■ **EXERCISE DIRECTIONS**: Reproduce the material exactly, omitting nothing.
______
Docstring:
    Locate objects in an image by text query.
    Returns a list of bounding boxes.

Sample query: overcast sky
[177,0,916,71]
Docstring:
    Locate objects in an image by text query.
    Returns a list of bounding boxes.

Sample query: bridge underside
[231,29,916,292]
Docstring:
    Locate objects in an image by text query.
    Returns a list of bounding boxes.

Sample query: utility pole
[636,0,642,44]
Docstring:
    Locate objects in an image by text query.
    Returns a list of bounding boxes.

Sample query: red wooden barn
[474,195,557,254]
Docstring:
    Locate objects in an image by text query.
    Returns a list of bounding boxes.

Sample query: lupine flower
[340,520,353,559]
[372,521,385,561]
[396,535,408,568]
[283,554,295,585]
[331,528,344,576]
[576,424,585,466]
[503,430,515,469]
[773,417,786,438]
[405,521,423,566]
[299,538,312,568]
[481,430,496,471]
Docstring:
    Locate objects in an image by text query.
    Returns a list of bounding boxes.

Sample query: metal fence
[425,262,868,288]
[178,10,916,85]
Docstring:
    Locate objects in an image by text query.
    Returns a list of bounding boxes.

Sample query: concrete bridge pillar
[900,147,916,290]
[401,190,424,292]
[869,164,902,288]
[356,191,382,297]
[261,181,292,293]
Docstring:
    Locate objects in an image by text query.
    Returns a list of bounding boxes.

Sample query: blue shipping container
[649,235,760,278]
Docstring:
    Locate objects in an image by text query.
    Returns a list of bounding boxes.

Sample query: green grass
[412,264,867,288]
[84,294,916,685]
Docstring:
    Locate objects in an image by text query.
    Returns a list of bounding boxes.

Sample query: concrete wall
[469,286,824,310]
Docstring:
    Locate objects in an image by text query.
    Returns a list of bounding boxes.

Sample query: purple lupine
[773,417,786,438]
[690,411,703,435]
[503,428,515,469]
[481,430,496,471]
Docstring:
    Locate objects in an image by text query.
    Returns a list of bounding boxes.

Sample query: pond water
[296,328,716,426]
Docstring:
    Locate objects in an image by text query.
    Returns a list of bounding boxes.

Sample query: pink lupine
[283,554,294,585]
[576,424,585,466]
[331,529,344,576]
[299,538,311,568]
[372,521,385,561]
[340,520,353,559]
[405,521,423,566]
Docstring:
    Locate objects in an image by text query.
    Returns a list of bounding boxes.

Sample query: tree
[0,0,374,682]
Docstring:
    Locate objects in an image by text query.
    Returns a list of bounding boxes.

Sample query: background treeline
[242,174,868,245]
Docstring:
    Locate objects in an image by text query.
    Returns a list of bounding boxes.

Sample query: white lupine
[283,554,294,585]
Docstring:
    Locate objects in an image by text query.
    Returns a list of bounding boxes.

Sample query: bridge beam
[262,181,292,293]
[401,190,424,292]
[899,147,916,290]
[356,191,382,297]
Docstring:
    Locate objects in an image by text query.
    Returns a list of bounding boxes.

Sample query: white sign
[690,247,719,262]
______
■ **EXERCISE SOLUTION**:
Docstring:
    Locate objects in an image by text query.
    Returns a list of bounding boxes.

Sample query: overcast sky
[177,0,916,71]
Docstring:
    Locate objects in an image by text query.
    Returns a list of bounding boxes.

Sample query: bridge underside
[231,29,916,292]
Docstring:
    Locate objects in an image by text query.
    Returns a list of bounding boxes.

Sample query: utility pole
[636,0,642,44]
Docstring:
    Locate objects in an image by text query.
    Returns a list of bounding boxes.

Sample query: red wooden barn
[474,195,557,254]
Docstring:
    Locate objects in an image by text query.
    Returns a list of bounding boxes.

Sample query: lupine flower
[340,520,353,559]
[372,521,385,561]
[396,535,408,568]
[283,554,295,585]
[331,528,344,576]
[576,424,585,466]
[503,430,515,469]
[773,417,786,438]
[405,521,423,566]
[299,538,312,568]
[481,430,496,471]
Docstring:
    Locate objects in an image by text query.
    Returns a list of bounding boxes.

Sample query: metal fence
[425,262,868,288]
[178,10,916,85]
Docstring:
    Locate objects in an image by text query.
    Returns a list of bounding boxes.

Sample query: concrete bridge pillar
[900,147,916,290]
[401,190,424,292]
[869,164,902,288]
[356,191,382,297]
[261,181,292,293]
Docstring:
    Locate objects in an image by text query.
    Returns a list of bounding boxes.

Sample query: blue shipping container
[649,235,760,278]
Docstring:
    Locate objects in an image by text query.
    Returns a list of bounding boxes.

Sample query: green grass
[412,264,867,288]
[84,294,916,685]
Docstring:
    Locate objects in an image by text query.
    Returns a list of bounding boxes.

Sample query: concrete wall
[469,286,824,310]
Docstring:
    Locate objects in an image by text query.
    Returns a list of bounding boxes.

Sample query: purple lupine
[773,417,786,438]
[690,411,703,435]
[503,428,515,469]
[481,430,496,471]
Docstring:
    Locate objects in an image by text query.
    Returns a list of bounding boxes.

Sample query: pond water
[296,328,716,426]
Docstring:
    Locate objects in an image by text query.
    Returns a list of bounding boxes.

Sample query: pink lupine
[283,554,294,585]
[576,424,585,466]
[331,529,344,576]
[299,538,311,568]
[372,521,385,561]
[340,520,353,559]
[405,521,423,566]
Docstring:
    Locate objects in an image by text query.
    Returns a list of bounding boxes.

Sample query: tree
[0,0,374,682]
Docstring:
    Locate objects in an image by text query.
    Returns a list of bounding boxes.

Sample query: background treeline
[242,174,868,245]
Docstring:
    Locate objects in an image by text query.
    Returns a list of bounding boxes.

Sample query: white lupine
[283,554,294,585]
Docstring:
    Locate objects in an image by text query.
    Returns a list of bounding boxes.

Sample query: bridge beam
[262,181,292,293]
[401,190,424,292]
[899,147,916,290]
[356,191,382,297]
Docstring:
    Locate objects in an image by text query.
    Returns a list of bounding boxes.

Sample query: white sign
[690,247,719,262]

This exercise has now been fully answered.